- **Records to process**:
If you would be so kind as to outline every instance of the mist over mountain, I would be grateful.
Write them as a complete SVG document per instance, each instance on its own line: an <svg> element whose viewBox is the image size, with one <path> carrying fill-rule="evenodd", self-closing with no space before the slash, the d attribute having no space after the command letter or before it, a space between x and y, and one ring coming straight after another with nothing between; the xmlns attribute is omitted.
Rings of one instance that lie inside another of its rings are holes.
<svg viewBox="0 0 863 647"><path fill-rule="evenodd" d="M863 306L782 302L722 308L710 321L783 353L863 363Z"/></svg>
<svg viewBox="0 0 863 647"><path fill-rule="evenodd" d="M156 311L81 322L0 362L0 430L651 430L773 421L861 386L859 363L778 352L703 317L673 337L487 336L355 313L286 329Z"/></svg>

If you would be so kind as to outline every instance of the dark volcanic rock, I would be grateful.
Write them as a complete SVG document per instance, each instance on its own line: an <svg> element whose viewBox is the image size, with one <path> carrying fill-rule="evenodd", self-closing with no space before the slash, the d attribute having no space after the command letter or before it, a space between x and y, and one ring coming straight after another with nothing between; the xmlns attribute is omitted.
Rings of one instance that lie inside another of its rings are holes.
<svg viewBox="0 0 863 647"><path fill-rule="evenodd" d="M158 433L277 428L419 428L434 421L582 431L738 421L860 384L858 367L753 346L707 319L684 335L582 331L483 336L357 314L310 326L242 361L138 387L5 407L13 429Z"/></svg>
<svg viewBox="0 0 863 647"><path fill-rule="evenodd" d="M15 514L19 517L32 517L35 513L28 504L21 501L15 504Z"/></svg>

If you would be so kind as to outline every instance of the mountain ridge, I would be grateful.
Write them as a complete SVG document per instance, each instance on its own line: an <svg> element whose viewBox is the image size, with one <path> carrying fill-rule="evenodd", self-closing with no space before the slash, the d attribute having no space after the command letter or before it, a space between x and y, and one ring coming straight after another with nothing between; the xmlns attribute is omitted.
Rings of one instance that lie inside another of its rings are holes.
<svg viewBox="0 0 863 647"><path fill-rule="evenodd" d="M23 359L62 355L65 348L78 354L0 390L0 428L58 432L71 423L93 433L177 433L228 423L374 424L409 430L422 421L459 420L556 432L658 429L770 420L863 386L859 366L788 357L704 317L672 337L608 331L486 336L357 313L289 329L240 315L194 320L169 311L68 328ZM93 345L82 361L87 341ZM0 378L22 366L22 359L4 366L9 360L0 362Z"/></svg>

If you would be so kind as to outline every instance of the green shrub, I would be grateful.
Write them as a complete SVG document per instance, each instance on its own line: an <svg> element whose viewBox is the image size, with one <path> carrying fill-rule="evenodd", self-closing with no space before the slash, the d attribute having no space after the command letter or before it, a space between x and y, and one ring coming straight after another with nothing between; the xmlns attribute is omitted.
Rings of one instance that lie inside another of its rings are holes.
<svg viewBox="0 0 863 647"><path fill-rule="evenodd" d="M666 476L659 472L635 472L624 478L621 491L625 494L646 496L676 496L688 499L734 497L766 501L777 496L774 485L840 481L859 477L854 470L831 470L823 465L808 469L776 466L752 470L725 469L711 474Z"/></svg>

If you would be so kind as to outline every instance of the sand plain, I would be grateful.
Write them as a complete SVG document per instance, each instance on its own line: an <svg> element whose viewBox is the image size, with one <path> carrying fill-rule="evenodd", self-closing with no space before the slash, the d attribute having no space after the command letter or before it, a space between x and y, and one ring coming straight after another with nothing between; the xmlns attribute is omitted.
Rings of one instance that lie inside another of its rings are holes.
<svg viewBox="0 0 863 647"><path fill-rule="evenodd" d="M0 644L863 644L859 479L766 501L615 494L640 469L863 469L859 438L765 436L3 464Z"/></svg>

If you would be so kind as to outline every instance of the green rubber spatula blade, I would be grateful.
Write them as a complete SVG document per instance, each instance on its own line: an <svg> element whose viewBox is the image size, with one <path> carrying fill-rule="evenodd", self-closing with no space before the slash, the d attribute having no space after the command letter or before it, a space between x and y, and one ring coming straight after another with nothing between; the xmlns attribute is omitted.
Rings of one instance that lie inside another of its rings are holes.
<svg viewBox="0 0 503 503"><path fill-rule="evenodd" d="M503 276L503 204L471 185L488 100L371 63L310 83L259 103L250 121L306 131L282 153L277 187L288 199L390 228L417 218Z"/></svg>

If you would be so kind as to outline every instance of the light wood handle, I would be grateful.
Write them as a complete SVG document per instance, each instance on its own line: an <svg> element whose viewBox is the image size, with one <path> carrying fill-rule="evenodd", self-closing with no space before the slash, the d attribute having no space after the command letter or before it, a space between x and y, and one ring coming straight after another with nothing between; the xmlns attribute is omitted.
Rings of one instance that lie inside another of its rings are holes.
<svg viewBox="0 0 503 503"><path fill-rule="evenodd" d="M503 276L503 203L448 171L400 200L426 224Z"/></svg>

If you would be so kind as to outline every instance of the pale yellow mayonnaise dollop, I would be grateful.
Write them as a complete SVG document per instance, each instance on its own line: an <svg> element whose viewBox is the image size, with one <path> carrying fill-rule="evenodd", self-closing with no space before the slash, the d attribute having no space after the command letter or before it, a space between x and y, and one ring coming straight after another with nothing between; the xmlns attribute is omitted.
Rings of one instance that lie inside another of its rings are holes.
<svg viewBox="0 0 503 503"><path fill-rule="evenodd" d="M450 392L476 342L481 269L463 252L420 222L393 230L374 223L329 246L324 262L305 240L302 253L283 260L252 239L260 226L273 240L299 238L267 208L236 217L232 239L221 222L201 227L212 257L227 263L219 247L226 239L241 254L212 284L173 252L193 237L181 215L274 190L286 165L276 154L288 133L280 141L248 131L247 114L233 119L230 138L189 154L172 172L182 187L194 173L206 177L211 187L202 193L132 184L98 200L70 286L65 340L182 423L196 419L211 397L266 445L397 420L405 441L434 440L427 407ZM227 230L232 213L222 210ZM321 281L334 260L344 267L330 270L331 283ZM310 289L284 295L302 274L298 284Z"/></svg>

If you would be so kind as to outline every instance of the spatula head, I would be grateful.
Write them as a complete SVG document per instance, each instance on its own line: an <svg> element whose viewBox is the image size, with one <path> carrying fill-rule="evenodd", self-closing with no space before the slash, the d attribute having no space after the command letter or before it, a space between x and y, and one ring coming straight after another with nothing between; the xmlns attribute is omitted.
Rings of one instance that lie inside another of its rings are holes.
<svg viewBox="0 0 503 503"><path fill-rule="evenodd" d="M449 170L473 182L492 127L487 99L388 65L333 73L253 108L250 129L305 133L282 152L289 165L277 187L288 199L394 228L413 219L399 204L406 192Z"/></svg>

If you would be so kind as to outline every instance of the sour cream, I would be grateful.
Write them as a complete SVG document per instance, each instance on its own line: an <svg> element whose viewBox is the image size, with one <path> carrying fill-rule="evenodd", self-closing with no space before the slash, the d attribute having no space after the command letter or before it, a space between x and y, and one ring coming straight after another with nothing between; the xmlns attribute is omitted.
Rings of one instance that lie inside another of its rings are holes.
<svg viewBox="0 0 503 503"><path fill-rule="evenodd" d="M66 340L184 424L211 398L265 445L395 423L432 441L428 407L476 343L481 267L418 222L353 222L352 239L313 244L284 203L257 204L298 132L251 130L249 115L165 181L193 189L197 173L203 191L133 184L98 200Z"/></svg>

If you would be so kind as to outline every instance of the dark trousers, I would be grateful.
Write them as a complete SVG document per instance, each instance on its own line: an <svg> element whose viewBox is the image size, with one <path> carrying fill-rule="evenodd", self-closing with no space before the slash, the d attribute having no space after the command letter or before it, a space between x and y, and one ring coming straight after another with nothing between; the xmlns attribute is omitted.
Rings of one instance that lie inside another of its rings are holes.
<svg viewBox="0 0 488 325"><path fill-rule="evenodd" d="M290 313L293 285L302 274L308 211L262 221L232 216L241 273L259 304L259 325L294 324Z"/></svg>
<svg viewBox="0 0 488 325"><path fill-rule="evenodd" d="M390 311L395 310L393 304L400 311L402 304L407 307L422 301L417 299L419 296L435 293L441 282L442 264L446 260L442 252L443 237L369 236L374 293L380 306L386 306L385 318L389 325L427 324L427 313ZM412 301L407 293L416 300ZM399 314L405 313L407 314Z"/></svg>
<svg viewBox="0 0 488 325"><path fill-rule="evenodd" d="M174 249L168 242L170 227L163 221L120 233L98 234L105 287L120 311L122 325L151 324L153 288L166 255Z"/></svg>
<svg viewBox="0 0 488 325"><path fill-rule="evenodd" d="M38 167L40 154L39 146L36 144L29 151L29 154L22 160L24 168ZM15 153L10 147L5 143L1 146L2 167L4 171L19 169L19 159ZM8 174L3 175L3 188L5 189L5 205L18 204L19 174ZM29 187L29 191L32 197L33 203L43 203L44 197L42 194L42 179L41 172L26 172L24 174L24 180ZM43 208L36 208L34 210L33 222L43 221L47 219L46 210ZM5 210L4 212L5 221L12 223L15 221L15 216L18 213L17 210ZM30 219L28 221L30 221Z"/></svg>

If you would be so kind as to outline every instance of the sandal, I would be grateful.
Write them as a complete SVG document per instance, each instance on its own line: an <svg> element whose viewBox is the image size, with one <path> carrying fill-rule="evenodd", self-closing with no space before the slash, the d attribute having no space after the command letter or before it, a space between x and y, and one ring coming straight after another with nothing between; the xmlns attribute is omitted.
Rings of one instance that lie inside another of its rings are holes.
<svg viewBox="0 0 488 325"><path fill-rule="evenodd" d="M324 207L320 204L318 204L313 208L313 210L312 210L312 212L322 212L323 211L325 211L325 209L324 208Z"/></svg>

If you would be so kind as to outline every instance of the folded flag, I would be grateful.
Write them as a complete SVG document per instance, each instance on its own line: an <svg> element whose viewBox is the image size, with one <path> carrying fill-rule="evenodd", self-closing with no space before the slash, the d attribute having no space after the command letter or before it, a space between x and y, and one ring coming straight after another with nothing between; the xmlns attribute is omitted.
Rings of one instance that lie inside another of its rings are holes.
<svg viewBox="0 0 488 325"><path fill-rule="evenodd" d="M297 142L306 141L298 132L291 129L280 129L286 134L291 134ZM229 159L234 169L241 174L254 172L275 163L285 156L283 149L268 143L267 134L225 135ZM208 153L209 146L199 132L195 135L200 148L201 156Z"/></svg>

- **Task to carry out**:
Print the items above unchanged, from the very first line through the line that contains "311L81 322L0 362L0", including both of those lines.

- **Task response**:
If you would be so kind as to outline every instance of the mist over mountain, I would be grateful.
Write them as a complete SVG document per instance, each instance on its own line: an <svg> element whose viewBox is the image size, with one <path> carrying fill-rule="evenodd", self-closing with no space before the slash, the d attribute having no space after the command letter or before it, a space between x and y, and one ring coming straight after another with nothing between; the xmlns attribute is omitted.
Rings of one instance that lie inside another of its rings are holes.
<svg viewBox="0 0 863 647"><path fill-rule="evenodd" d="M863 306L782 302L722 308L710 321L783 353L863 363Z"/></svg>
<svg viewBox="0 0 863 647"><path fill-rule="evenodd" d="M156 311L81 322L0 362L0 430L651 430L773 421L861 386L859 363L778 352L703 317L673 337L487 336L355 313L286 329Z"/></svg>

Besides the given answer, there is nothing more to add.